-- EXTRACTED ENTRIES follows --
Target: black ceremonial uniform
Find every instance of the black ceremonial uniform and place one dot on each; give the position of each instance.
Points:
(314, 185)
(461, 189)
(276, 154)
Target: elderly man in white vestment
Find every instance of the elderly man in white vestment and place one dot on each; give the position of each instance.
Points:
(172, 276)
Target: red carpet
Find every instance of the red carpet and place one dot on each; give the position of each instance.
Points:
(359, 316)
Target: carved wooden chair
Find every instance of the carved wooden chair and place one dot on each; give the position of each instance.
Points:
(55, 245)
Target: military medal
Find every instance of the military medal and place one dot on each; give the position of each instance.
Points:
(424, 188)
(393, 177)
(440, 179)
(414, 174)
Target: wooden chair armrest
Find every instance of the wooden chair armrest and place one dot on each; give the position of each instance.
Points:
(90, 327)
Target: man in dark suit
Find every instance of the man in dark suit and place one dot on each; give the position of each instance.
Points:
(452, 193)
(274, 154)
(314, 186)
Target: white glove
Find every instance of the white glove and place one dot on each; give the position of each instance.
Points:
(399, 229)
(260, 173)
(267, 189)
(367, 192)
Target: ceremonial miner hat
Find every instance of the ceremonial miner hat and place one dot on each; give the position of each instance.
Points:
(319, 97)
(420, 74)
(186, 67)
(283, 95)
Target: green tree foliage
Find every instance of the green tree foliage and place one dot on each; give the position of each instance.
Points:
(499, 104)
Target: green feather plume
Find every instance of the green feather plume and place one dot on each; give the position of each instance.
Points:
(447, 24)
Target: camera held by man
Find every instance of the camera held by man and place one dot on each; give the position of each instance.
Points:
-- EXTRACTED ENTRIES concluded --
PROBLEM REQUIREMENTS:
All lines of the data above that include the word "black" must be shown.

RESPONSE AREA:
Target: black ceremonial uniform
Find every instance of the black ceremonial uniform and place one dot on each; give the position of each instance.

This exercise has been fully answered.